[[ INFORMATION GIVEN, beginning ]]

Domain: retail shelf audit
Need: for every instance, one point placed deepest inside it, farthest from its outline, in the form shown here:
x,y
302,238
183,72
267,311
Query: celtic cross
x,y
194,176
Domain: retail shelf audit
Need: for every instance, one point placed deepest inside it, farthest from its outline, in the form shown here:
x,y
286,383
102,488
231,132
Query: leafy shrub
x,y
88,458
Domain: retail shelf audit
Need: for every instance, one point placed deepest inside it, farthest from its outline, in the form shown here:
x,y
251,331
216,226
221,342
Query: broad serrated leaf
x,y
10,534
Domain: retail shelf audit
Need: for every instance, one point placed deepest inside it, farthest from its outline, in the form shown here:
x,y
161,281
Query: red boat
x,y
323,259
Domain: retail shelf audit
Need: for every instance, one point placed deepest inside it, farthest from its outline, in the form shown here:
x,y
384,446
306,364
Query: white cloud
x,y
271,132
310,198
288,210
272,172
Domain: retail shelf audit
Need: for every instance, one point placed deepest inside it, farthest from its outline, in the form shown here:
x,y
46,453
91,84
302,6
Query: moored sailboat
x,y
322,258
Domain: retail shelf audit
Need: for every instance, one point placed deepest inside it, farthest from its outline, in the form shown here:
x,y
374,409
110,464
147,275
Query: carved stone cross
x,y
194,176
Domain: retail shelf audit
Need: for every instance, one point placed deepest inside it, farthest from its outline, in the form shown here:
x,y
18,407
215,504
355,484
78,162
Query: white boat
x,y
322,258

[[ INFORMATION GIVEN, end ]]

▸ **BRIEF**:
After finding the line that contains "Query: white cloud" in the records above, copy that line and each one after it exactly, through the final line.

▸ **SOLUTION**:
Query: white cloud
x,y
271,132
310,198
288,210
272,172
Domain: retail shelf audit
Need: for every instance, one point placed deepest inside it, farthest from its outline, in the form shown here:
x,y
46,453
91,84
302,6
Query: moored sailboat
x,y
322,258
Domain: retail shelf audit
Need: for every instance, one point placed deepest inside it, farthest from its outline, in the form shown here:
x,y
374,409
110,464
147,275
Query: carved stone cross
x,y
194,176
Domain: retail shelf audit
Need: for every instance, one point placed deepest inside it, farthest from its outline, in the form shown here:
x,y
18,407
215,504
355,484
78,162
Query: white boat
x,y
322,258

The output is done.